=== ACTIVITY ===
Across the data below, state how many lines hold "gets", and reply with nothing but that number.

(Referring expression pointing data)
.....

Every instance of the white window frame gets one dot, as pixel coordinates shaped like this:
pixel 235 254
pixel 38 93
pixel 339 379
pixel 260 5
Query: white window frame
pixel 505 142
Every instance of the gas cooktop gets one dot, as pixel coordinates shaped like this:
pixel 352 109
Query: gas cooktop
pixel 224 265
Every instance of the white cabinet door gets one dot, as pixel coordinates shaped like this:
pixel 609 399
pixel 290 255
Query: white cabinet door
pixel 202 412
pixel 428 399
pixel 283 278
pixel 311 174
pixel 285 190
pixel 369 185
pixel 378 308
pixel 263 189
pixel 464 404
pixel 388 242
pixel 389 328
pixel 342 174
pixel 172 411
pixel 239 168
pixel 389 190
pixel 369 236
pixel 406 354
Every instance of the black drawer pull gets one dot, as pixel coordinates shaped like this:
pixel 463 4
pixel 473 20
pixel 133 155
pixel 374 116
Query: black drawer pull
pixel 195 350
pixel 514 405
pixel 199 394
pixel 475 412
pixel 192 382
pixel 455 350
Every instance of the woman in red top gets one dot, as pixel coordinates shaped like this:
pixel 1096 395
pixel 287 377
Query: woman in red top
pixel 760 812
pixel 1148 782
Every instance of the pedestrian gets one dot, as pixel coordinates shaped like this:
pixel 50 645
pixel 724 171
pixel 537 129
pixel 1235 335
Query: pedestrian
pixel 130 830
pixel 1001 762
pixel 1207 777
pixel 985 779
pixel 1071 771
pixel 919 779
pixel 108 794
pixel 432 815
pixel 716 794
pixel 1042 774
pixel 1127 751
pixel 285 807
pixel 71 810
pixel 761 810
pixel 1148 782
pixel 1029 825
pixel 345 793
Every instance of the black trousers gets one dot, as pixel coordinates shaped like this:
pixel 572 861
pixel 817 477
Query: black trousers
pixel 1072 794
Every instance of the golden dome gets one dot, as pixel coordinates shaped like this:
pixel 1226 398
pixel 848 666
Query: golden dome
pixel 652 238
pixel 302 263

.....

=== RESPONSE AREA ===
8